▶ **Extrait du document**:
+ + + +
C. LA NÉCESSITÉ D'UN DÉVELOPPEMENT RAPIDE DES LEVIERS D'INFLUENCE NON-FINANCIERS
1. Maintenir l'influence de l'État actionnaire par des leviers non-financiers est une préoccupation urgente
Le rapporteur s'alarme des tensions économiques et commerciales actuelles qui existent entre les États et qui conduisent, par le truchement des entreprises, à des mouvements stratégiques soudains et rapides, au détriment de nos intérêts nationaux et de certains de nos fleurons. Les années à venir nécessitent par conséquent une grande capacité de réaction de la part de l'État.
Un des moyens d'action est la détention d'une part suffisante du capital d'une société pour influencer ses décisions et orientations. Pour ce faire, l'État peut être amené à o pérer rapidement des arbitrages et à céder des parts qu'il détient dans une autre entreprise, afin d'investir en urgence dans celle menacée. Or, plus le portefeuille de l'État actionnaire se réduit (et cette réduction s'accélère eu égard au programme de cessions envisagé par le Gouvernement), plus il est concentré sur des actifs stratégiques qui contribuent à la souveraineté de la France ou à des missions de service public. Par conséquent, sa capacité de réaction est réduite, ces entreprises stratégiques ne pouvant faire l'objet de cessions .
+ + + +
▶ **Entrées brutes**:

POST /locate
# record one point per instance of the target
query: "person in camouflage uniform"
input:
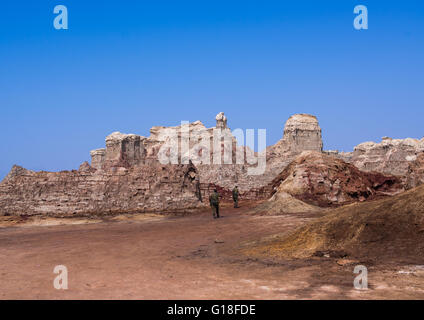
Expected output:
(235, 197)
(214, 202)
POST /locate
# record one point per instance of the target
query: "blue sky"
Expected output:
(129, 65)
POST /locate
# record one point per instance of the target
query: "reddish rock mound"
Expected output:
(324, 180)
(391, 228)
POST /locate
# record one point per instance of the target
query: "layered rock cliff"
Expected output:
(176, 168)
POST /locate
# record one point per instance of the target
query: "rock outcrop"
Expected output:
(175, 168)
(322, 180)
(160, 188)
(399, 157)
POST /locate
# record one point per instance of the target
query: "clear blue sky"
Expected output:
(129, 65)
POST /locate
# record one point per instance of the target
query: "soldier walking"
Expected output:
(214, 202)
(235, 197)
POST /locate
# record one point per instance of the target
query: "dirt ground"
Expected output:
(181, 257)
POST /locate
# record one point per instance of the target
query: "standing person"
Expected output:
(214, 202)
(235, 197)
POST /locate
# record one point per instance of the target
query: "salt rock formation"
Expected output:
(302, 132)
(89, 191)
(390, 156)
(322, 180)
(173, 169)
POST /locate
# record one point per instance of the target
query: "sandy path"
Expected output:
(192, 257)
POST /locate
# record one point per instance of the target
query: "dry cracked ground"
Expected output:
(181, 257)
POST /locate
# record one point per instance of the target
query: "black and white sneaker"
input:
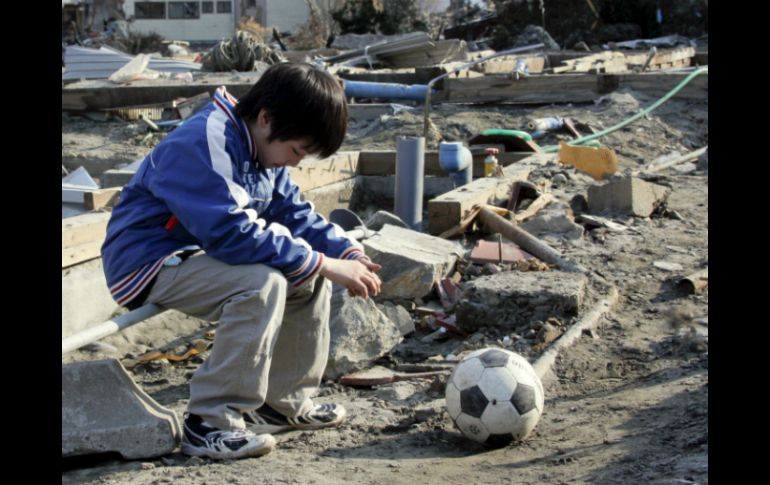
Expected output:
(201, 439)
(268, 420)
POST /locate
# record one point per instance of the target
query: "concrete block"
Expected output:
(117, 177)
(380, 218)
(85, 297)
(556, 221)
(398, 315)
(513, 299)
(411, 261)
(340, 195)
(360, 334)
(629, 195)
(103, 411)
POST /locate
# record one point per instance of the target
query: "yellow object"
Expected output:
(490, 164)
(597, 162)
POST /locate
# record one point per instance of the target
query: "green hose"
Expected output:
(585, 139)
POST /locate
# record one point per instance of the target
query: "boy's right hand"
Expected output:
(353, 275)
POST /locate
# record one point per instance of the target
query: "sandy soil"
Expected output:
(628, 405)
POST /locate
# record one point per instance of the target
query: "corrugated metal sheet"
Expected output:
(133, 114)
(87, 63)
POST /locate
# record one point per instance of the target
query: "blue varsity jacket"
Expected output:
(203, 188)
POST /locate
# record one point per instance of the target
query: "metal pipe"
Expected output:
(466, 66)
(410, 164)
(457, 160)
(92, 334)
(527, 241)
(364, 89)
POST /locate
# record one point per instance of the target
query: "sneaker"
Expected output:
(201, 439)
(268, 420)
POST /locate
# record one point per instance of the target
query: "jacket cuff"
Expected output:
(353, 253)
(309, 268)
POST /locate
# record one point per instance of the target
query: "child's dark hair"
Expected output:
(302, 101)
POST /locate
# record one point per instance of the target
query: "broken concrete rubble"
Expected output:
(380, 218)
(142, 429)
(511, 299)
(360, 334)
(554, 220)
(398, 315)
(411, 261)
(630, 195)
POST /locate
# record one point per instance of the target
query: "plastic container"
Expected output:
(490, 162)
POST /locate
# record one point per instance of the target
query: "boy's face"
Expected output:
(276, 153)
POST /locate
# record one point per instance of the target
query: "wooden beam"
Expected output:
(384, 162)
(312, 173)
(566, 88)
(102, 94)
(506, 64)
(101, 198)
(82, 237)
(448, 210)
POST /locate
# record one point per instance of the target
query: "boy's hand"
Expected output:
(358, 277)
(370, 265)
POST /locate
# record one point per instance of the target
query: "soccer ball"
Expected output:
(494, 397)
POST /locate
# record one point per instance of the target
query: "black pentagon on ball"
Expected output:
(523, 398)
(473, 401)
(498, 440)
(494, 358)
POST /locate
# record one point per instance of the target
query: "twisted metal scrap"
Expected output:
(240, 53)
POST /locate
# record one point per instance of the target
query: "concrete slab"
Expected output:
(85, 298)
(340, 195)
(628, 195)
(360, 334)
(513, 299)
(117, 177)
(411, 261)
(398, 315)
(104, 411)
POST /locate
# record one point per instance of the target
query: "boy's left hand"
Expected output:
(370, 265)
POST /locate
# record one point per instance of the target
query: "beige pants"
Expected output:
(271, 344)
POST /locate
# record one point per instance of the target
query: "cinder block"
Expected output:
+ + + +
▶ **Consigne 1**:
Reproduisez fidèlement le passage de l'extrait sur l'État actionnaire qui commence aux mots « Un des moyens » et se termine après les mots « de cessions . ».
▶ **Consigne 2**:
D'après l'extrait sur l'État actionnaire, les affirmations suivantes sont-elles exactes ? Répondez par oui ou par non, en citant textuellement les mots qui tranchent.
(a) Les années à venir exigeront de l'État une grande capacité de réaction.
(b) Le portefeuille de l'État actionnaire s'élargit sous l'effet du programme de cessions envisagé par le Gouvernement.
(c) Les entreprises stratégiques peuvent être cédées afin d'investir en urgence dans une société menacée.

▶ **Corrigé 1**:
Un des moyens d'action est la détention d'une part suffisante du capital d'une société pour influencer ses décisions et orientations. Pour ce faire, l'État peut être amené à o pérer rapidement des arbitrages et à céder des parts qu'il détient dans une autre entreprise, afin d'investir en urgence dans celle menacée. Or, plus le portefeuille de l'État actionnaire se réduit (et cette réduction s'accélère eu égard au programme de cessions envisagé par le Gouvernement), plus il est concentré sur des actifs stratégiques qui contribuent à la souveraineté de la France ou à des missions de service public. Par conséquent, sa capacité de réaction est réduite, ces entreprises stratégiques ne pouvant faire l'objet de cessions .

▶ **Corrigé 2**:
(a) Oui : « Les années à venir nécessitent par conséquent une grande capacité de réaction de la part de l'État. »
(b) Non : « plus le portefeuille de l'État actionnaire se réduit (et cette réduction s'accélère eu égard au programme de cessions envisagé par le Gouvernement) ».
(c) Non : « ces entreprises stratégiques ne pouvant faire l'objet de cessions ».